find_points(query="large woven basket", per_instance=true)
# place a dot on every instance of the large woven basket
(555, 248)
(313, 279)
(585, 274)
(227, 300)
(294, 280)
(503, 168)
--------------------
◆ EXERCISE BRIEF ◆
Rewrite the lines above with every "basket" changed to "hamper", leaving everything else as it is.

◆ RESULT BELOW ◆
find_points(query="large woven hamper", per_instance=true)
# place a dot on every instance of the large woven hamper
(555, 248)
(313, 279)
(585, 274)
(227, 300)
(294, 280)
(503, 168)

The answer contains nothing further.